• **ACTIVITY**
When a line below holds the string "same", show that line.

START THE INPUT

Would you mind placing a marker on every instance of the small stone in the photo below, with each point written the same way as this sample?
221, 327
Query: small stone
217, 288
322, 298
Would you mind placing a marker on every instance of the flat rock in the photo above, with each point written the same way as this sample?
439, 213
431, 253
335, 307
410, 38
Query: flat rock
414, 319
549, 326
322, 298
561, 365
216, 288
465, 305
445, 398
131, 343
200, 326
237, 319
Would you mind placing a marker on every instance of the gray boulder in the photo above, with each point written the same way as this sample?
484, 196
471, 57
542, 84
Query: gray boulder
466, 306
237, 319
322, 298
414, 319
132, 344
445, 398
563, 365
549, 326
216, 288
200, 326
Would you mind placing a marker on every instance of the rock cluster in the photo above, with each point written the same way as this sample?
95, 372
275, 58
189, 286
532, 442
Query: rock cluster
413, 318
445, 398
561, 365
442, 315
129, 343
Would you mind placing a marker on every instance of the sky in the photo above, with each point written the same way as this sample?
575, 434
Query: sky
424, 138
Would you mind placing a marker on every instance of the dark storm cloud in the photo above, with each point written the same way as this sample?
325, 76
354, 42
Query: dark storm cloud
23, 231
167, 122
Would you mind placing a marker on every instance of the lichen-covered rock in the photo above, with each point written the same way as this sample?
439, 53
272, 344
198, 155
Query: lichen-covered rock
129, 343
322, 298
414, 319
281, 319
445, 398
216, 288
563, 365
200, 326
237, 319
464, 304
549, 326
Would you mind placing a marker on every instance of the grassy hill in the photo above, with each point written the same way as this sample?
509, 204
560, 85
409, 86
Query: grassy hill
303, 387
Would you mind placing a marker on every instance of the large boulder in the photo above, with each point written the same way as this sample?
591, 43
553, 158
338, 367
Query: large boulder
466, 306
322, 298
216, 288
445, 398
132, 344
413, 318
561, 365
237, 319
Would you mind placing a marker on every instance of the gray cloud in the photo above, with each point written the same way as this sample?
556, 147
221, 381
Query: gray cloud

END THE INPUT

• **EXPECTED ANSWER**
Would you mind placing a marker on every instance of the small stone in the photo below, with each point written the same way as this sample?
Would you mind placing a marker on every instance of the flat rock in the photo above, with each point written the same way as this sample?
Would you mind placing a marker on every instance of the gray boulder in the photo above, with each point written the same way as this sample?
Would you mind placing a marker on every instance of the rock cluster in the photo above, with each point written the same way as this sample?
Would you mind placing a marker on every instance of the sky in the photo above, with each point written the same way as this sample?
Would you mind placing a marker on every instance of the dark storm cloud in the photo above, with each point written the same way as this sample?
Would you mind placing a marker on every instance of the lichen-covered rock in the photo above, with each point written the same way as this sample?
Would you mind placing a marker on every instance of the grassy hill in the photo above, with each point written the same way as this sample?
Would you mind placing a marker on every instance of the large boulder in the photo above, with each point written the same way as this sample?
Would you mind placing a marker on every instance of the gray cloud in the photo above, with each point written the same way as this sample?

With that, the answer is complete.